▶ _Try it_
Restrict the output to the lines below starting at the one that contains "Query: lake" and ending at the one that contains "like [418, 66].", and restate them word for word, both ends included.

━━━

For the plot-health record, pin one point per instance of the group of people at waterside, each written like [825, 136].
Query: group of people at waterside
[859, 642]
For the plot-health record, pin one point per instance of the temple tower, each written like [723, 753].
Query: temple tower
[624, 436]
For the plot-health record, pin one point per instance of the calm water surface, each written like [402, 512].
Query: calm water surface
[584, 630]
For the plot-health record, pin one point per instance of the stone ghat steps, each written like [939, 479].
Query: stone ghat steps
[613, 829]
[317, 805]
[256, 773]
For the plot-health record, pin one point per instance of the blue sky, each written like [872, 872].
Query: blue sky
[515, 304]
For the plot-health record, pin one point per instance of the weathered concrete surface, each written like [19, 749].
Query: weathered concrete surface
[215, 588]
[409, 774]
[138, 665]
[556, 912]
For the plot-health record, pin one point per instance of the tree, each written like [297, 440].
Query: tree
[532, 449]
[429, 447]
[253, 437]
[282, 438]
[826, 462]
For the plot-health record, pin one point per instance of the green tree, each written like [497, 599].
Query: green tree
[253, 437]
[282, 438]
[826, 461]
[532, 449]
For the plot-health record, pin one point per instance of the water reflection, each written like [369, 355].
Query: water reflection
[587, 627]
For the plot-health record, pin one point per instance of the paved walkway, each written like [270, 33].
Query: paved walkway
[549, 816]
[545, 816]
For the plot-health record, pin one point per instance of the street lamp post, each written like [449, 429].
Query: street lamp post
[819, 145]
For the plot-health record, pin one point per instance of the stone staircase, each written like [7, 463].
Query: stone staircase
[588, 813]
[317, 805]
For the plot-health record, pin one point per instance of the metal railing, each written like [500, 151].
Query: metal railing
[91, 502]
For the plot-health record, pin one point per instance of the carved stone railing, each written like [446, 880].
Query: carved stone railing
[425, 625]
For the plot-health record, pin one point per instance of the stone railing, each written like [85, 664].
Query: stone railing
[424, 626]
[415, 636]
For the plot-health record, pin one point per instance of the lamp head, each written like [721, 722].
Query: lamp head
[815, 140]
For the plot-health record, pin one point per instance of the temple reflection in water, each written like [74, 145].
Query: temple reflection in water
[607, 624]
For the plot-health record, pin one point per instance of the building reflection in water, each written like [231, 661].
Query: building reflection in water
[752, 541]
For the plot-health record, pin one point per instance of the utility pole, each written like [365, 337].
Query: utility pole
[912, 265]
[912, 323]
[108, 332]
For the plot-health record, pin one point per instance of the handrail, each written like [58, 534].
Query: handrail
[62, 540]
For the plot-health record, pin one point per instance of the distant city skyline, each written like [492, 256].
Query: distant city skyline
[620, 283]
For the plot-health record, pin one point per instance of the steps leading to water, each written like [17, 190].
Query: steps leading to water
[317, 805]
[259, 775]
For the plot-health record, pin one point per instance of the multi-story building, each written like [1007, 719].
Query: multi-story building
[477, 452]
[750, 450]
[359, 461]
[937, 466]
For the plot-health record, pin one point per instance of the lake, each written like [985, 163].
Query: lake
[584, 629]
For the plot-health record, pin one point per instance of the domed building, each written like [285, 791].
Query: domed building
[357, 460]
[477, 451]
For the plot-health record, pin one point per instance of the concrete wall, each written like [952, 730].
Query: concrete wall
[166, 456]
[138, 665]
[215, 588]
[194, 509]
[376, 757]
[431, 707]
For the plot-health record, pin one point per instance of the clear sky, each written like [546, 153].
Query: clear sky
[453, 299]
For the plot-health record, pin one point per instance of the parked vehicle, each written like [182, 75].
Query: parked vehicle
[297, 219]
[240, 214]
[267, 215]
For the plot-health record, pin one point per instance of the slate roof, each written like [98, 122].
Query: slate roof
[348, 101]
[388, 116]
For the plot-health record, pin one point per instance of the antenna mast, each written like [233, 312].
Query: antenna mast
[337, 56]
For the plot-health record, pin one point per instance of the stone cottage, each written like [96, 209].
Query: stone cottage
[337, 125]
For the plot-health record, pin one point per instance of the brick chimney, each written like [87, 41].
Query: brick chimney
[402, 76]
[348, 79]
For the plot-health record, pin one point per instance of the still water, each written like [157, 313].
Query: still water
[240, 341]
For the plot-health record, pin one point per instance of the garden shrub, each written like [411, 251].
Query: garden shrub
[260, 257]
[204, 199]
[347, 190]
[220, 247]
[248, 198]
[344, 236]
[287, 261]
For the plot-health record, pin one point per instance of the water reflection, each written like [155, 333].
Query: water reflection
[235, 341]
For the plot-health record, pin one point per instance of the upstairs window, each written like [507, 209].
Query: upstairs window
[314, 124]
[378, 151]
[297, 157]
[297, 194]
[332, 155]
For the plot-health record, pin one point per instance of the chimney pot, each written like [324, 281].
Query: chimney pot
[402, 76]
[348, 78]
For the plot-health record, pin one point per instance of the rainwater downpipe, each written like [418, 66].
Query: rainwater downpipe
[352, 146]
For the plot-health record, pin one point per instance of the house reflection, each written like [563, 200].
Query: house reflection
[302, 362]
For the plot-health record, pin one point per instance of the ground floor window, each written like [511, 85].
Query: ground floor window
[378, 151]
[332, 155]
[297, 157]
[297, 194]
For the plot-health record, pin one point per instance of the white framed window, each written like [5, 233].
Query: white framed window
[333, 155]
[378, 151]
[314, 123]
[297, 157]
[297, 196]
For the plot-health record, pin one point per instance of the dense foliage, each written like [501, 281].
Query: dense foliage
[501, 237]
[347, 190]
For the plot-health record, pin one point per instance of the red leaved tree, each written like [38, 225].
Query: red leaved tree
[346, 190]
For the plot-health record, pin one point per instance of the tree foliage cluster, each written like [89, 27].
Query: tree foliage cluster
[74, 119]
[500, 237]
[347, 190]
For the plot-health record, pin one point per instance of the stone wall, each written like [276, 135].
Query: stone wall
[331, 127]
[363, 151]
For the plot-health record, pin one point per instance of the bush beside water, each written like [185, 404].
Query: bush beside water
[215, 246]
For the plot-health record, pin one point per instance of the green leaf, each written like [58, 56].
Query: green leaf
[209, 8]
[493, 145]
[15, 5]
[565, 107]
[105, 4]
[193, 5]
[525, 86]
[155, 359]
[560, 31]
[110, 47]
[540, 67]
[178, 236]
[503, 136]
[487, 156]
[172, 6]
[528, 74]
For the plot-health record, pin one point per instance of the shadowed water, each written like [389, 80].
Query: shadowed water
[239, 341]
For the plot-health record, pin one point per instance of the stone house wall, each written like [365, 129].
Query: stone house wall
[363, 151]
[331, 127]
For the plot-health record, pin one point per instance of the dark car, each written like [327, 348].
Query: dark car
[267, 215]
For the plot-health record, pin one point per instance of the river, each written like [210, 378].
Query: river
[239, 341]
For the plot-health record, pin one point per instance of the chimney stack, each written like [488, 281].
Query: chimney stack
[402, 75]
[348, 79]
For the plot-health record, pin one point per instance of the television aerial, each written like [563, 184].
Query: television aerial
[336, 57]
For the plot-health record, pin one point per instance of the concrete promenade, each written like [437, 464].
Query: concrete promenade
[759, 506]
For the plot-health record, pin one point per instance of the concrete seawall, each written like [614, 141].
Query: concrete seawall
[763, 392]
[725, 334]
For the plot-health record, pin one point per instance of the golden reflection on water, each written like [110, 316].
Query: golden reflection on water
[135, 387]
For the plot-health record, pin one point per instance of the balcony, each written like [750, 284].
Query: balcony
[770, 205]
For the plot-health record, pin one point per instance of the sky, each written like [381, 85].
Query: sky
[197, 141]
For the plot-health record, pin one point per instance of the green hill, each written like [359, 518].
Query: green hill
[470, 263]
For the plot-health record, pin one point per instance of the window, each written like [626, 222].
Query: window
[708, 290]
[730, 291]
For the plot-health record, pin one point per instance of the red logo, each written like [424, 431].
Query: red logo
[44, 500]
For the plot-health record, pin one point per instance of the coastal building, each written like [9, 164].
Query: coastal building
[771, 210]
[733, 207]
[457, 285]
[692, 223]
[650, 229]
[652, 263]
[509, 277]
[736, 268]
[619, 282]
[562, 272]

━━━

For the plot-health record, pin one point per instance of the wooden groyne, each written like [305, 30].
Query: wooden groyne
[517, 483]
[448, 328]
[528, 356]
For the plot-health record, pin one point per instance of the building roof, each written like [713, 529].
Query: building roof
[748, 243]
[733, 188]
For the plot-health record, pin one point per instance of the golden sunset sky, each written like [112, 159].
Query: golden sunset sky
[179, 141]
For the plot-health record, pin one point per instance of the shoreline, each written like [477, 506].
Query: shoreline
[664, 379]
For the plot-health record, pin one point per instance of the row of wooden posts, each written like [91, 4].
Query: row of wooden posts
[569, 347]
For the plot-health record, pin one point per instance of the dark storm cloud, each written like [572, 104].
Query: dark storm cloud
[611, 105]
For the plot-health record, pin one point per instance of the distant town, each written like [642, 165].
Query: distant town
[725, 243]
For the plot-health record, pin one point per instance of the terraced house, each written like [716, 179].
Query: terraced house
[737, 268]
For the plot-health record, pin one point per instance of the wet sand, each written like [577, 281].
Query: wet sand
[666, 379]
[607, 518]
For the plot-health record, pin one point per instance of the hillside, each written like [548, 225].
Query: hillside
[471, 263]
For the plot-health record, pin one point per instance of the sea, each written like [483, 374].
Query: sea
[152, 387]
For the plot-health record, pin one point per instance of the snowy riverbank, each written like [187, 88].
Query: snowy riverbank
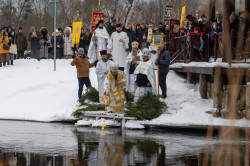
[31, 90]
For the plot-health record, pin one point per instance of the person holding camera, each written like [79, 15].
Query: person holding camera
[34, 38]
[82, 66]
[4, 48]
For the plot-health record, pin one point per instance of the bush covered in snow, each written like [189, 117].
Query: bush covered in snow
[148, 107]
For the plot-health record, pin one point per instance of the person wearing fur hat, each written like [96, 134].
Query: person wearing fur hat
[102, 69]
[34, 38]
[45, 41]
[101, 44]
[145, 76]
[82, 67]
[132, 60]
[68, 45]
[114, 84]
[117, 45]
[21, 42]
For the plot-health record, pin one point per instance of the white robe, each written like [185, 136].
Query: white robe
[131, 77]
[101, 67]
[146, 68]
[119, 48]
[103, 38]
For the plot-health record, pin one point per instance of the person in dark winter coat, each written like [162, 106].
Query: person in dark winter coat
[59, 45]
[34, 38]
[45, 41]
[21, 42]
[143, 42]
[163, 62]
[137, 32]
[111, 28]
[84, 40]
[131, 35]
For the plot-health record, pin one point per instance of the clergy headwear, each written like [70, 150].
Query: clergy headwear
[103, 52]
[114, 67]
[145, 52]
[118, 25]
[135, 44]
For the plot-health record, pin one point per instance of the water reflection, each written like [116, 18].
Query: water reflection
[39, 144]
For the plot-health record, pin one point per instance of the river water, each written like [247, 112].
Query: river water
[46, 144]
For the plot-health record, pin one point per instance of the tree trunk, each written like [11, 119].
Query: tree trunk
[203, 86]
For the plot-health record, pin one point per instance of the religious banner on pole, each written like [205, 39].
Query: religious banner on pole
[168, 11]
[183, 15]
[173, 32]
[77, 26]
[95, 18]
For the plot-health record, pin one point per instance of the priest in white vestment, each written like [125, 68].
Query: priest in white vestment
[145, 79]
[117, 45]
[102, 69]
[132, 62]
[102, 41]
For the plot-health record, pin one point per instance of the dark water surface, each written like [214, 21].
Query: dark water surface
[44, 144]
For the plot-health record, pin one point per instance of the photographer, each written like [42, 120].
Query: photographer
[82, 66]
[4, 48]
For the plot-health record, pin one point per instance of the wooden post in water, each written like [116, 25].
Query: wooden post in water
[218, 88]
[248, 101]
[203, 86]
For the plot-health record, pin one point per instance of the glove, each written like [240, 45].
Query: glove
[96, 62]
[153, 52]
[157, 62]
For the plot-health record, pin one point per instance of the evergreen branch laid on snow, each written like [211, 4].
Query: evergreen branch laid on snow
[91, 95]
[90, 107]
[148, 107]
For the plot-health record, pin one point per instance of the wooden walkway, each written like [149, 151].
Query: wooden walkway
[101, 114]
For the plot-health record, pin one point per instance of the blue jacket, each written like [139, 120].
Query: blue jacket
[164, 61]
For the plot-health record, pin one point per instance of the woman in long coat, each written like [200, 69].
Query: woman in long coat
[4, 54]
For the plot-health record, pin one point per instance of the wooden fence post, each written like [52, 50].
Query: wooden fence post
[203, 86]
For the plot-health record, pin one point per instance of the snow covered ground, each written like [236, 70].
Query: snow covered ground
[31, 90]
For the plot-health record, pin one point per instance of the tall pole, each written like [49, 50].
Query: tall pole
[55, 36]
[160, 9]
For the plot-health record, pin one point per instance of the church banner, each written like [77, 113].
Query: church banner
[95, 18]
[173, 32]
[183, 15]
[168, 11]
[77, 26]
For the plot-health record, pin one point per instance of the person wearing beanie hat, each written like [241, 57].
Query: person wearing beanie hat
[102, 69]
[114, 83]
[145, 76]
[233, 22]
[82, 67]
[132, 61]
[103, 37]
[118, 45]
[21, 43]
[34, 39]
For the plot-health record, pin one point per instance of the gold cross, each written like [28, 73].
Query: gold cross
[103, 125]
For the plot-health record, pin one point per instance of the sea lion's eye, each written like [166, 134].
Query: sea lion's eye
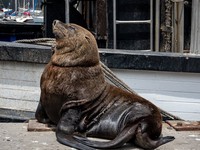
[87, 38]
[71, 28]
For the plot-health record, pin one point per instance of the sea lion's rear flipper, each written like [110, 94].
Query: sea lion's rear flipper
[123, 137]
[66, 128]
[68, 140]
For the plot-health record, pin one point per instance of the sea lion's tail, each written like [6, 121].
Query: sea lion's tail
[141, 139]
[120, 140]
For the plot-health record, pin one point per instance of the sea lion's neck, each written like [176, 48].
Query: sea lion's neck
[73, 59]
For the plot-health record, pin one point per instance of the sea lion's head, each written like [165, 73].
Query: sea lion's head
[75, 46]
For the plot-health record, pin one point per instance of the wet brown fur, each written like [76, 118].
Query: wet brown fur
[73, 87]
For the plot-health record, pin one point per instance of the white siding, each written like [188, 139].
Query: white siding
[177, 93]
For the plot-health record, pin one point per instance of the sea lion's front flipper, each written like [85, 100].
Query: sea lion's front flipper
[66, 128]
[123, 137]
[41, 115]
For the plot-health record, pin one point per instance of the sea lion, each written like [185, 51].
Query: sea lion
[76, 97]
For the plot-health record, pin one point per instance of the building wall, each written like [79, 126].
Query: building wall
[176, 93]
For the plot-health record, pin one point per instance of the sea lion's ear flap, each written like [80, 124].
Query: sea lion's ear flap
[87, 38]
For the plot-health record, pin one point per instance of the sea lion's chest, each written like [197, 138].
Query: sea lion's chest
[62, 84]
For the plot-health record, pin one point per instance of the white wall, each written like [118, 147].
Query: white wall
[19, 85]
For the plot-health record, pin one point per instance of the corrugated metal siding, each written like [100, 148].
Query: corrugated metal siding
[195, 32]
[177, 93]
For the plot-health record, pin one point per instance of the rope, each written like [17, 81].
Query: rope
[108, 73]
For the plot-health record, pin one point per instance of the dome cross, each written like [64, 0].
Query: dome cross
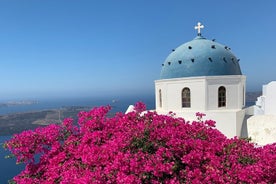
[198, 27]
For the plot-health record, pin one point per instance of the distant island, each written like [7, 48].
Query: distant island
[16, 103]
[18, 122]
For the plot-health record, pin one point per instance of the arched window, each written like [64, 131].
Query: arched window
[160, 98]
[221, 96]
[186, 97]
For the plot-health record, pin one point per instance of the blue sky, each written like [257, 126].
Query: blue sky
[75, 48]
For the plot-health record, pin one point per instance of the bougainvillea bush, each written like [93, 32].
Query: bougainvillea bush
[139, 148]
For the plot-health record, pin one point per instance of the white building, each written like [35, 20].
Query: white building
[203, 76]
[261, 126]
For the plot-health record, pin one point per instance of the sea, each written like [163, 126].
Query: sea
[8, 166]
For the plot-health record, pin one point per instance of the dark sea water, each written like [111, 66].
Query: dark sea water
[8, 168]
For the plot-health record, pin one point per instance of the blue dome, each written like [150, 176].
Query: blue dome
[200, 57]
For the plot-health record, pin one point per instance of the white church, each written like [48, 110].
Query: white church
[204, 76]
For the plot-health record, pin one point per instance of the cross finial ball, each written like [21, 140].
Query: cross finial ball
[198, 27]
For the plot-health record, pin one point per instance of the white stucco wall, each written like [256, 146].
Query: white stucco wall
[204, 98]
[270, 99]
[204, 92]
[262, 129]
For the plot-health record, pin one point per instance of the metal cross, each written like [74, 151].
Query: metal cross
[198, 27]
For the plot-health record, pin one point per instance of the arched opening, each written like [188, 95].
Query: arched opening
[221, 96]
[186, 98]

━━━

▶ _Solution_
Query: lake
[584, 629]
For the plot-health record, pin one point per instance of the domed building, each written like [285, 791].
Query: domed building
[357, 460]
[477, 451]
For the plot-health record, pin one point per instance of the concrete wall, each written like [952, 730].
Query: concrete wall
[166, 456]
[138, 665]
[215, 588]
[194, 509]
[376, 757]
[431, 707]
For the plot-health record, pin one point per instance of the clear sky, each written like [546, 153].
Query: clear sky
[453, 299]
For the plot-health record, pin one point per instance of the parked vehicle, each written like [182, 75].
Query: parked vehicle
[297, 219]
[240, 214]
[267, 215]
For the plot-health record, pin one point per instance of the slate roof, each written like [98, 122].
Query: slate roof
[348, 101]
[388, 116]
For the plot-health record, pin one point per instance of the antenna mast, each written like [233, 312].
Query: antenna mast
[337, 56]
For the plot-health record, pin one point per instance of the stone cottage, each written like [96, 209].
Query: stone cottage
[337, 125]
For the plot-health record, pin one point per instance of the brick chimney, each written like [87, 41].
Query: brick chimney
[402, 76]
[348, 79]
For the plot-health record, pin one point per instance of the still water, each written like [157, 313].
Query: still water
[240, 341]
For the plot-health record, pin one point per instance of the garden shrub, each written like [411, 251].
Query: garden shrub
[260, 257]
[204, 199]
[347, 190]
[220, 247]
[248, 198]
[344, 236]
[287, 261]
For the plot-health record, pin one point per instance of the water reflection, each written like [155, 333].
Query: water reflection
[235, 341]
For the plot-health record, pin one point per instance of the upstairs window, each written like [507, 209].
Query: upstairs window
[314, 124]
[378, 151]
[297, 157]
[297, 194]
[332, 155]
For the plot-health record, pin one point per instance of the chimney pot, each written like [324, 281].
Query: chimney pot
[402, 76]
[348, 78]
For the plot-health record, pin one point per instance of the rainwater downpipe, each written like [418, 66].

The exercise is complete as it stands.